*Work to be completed*
From the basketball forum thread below, pull out the passage that begins with the words "As for SAR: he's" and ends after "cases, PF spot.", copying it word for word.

*Given text*
★ ★ ★ ★
Are you not aware of the fact that NVE is in the last year of his deal (save the Mavs some $$ - there is a business side to the NBA!) and your Mavs drafted Harris to be their future PG, not Terry?


----------



## Ed O (Dec 30, 2002)

> Originally posted by <b>Hap</b>!
> 
> no, but if you're doing a trade, and you have 2 PG's who are leaving next year (potentially for nada), it'd be nice to get a Pg in return also.


Agreed there.



> this team is going to suck next year, Johnson or not.


We disagree.



> so what does getting him do? Makes us maybe "better" for a year, so he can bolt if he wants to?


Why would he bolt? Portland presumably would be willing to sign him to a new deal and would be able to pay him more than any other team.



> we wouldn't improve enough to warrent it. 6 players, 3 of which probably will play decent roles next year, for 1 player who really doesn't improve us enough, isn't worth it.


I disagree. I'll give up quantity for quality any day of the week. Even if we're not challenging for a championship, Johnson would be a guy who would mature with the rest of our core and be an excellent match with Telfair in the back court.



> his improvement from 3's is a rather huge improvement. I think Johnson, much like AMare, improved a WHOLE lot due to Nash.


Johnson is much more than just a 3 point shooter, though. I would never count on him to shoot over 45% from 3 point range as a Blazer, but he wouldn't have to to be a quality addition and a huge upgrade at the 2 spot.



> and Johnson might suck as a Blazer next year. Just like Shareef's stats didn't translate to Portland last year (or this year).


No, it's not the same thing, no more than saying it COULD rain in Portland tomorrow and it COULD rain in San Diego tomorrow, so we should bet the odds of rain in each place is equal. 

Johnson has a track record of success in the NBA, and Monia does not.

As for SAR: he's not in nearly the same position as he's been in the rest of his career. He's playing out of position, getting far fewer minutes and getting far fewer shots.

Johnson would be playing almost the same role he is right now (and has been playing the last several years).



> there will be minutes at the SG spot, and in some extreme cases, PF spot.


Maybe. I don't see it happening, though, unless something dramatic happens (DA traded, or one of Monia/Viktor/Outlaw is much better than advertised and forces Derek out of the rotation).

Ed O.


----------



## mavsman (Jun 11, 2003)
★ ★ ★ ★
*Data excerpts*
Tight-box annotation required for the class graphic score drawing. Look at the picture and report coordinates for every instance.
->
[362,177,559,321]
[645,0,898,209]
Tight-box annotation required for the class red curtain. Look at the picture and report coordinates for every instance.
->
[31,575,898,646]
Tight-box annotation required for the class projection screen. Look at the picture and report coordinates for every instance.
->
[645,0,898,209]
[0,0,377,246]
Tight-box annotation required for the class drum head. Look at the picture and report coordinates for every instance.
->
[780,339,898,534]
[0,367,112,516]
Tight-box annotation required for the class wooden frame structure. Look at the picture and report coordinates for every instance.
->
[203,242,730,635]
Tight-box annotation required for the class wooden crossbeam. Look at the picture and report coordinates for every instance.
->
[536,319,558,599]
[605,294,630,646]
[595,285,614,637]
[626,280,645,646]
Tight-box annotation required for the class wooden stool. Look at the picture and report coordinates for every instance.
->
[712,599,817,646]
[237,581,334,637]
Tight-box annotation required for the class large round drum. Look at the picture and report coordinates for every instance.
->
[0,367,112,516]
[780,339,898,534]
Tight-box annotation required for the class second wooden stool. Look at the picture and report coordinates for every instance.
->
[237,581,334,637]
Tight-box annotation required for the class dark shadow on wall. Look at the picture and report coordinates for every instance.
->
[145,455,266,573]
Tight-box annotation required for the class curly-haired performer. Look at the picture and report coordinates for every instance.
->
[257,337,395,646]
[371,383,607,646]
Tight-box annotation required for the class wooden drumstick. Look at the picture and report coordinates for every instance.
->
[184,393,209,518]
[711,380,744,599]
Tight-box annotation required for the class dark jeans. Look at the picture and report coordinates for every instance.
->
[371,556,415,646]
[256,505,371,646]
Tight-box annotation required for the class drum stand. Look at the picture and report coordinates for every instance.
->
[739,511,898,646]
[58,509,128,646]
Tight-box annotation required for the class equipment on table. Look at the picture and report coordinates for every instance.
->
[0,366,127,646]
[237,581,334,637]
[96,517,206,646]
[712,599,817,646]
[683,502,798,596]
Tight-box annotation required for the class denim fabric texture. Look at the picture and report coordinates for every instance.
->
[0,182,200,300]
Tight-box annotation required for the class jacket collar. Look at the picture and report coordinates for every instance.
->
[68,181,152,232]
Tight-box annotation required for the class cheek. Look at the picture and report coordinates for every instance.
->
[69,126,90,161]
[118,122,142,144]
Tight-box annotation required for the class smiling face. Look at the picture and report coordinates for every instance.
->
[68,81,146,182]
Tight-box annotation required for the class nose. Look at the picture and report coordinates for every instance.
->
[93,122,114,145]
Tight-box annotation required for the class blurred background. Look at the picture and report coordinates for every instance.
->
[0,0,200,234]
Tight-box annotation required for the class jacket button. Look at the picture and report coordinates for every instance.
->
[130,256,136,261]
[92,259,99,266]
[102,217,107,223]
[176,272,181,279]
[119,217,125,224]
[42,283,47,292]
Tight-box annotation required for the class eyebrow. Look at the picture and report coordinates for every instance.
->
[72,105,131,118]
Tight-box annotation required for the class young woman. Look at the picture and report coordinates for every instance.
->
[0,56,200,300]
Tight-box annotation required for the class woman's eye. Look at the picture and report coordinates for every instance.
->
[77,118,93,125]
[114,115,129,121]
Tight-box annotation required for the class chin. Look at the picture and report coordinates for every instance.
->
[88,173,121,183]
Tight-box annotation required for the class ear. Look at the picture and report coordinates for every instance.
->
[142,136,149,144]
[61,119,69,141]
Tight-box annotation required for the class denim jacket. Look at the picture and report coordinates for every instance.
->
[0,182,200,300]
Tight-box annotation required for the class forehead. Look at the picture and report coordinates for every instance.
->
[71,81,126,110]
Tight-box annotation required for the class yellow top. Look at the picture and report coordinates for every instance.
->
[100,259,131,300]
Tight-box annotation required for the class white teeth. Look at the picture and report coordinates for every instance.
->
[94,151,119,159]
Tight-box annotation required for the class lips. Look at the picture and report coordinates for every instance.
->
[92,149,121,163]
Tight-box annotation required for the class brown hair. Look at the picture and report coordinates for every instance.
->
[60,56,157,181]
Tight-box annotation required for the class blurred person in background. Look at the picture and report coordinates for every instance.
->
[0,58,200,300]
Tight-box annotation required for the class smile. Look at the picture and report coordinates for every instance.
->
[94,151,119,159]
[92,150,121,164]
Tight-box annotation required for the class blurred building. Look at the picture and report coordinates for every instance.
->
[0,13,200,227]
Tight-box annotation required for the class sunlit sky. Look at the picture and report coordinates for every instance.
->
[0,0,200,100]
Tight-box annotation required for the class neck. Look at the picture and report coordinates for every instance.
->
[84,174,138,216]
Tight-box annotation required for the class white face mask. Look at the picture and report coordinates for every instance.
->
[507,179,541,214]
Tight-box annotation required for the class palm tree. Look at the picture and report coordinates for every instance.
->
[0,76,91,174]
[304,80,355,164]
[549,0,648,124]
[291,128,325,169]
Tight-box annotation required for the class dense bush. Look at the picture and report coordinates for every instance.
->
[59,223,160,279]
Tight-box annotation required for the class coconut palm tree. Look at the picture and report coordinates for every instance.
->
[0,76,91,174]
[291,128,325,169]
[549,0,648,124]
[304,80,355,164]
★ ★ ★ ★
*Solution*
As for SAR: he's not in nearly the same position as he's been in the rest of his career. He's playing out of position, getting far fewer minutes and getting far fewer shots.

Johnson would be playing almost the same role he is right now (and has been playing the last several years).



> there will be minutes at the SG spot, and in some extreme cases, PF spot.